[Saved entries]
══════════

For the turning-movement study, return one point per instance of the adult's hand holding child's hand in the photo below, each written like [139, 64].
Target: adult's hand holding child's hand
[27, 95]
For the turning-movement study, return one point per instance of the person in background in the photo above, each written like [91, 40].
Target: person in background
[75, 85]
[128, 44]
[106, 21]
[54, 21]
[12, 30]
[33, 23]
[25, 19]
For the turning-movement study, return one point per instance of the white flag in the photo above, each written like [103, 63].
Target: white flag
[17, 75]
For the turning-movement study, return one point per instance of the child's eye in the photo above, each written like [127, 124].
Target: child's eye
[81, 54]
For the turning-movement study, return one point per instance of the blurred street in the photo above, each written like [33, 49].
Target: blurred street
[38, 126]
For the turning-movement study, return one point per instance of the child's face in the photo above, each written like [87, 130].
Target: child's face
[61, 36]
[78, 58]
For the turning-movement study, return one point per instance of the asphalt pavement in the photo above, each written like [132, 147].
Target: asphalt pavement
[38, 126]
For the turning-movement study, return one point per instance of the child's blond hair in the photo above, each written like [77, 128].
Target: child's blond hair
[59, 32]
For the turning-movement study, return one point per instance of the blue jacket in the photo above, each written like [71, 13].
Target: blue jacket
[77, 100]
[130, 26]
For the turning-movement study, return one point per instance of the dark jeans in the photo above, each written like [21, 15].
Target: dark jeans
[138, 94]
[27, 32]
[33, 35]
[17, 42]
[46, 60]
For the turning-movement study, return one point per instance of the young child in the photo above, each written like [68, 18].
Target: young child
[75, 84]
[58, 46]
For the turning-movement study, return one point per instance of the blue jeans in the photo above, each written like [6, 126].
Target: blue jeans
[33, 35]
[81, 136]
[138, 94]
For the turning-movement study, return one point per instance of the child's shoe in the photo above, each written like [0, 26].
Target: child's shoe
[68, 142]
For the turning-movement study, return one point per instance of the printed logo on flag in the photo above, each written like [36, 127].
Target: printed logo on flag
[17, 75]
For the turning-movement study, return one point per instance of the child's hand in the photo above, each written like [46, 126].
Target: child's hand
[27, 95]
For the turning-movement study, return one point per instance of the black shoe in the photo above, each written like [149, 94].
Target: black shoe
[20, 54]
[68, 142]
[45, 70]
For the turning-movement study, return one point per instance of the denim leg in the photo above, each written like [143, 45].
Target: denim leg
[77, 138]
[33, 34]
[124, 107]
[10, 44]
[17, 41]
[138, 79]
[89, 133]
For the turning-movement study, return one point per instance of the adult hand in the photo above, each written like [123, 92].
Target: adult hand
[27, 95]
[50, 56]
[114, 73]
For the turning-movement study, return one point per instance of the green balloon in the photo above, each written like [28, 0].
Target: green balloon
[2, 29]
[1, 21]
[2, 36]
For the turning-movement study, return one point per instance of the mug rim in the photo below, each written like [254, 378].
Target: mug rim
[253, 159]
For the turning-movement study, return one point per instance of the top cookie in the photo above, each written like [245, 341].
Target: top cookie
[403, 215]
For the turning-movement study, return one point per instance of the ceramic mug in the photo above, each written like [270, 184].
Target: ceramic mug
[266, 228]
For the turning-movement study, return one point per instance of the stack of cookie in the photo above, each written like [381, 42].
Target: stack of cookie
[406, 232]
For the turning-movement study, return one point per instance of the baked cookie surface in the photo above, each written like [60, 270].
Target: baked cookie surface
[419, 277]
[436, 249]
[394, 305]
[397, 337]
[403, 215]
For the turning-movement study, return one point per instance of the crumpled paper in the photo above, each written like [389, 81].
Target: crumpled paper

══════════

**Set problem:** Copy the records above verbatim, from the line containing "like [381, 42]." through the end of the records.

**Expected answer:**
For the turning-movement study, return one point per instance of the stack of cookie in the photo above, each written like [381, 42].
Target: stack of cookie
[406, 232]
For the turning-movement study, return one point per instance of the baked cookie surface in the photo above, each written like [60, 270].
Target: baked cookie surface
[419, 277]
[436, 249]
[394, 305]
[397, 337]
[403, 215]
For the turning-movement study, return one point per instance of the crumpled paper in the photo above, each written like [389, 81].
Target: crumpled paper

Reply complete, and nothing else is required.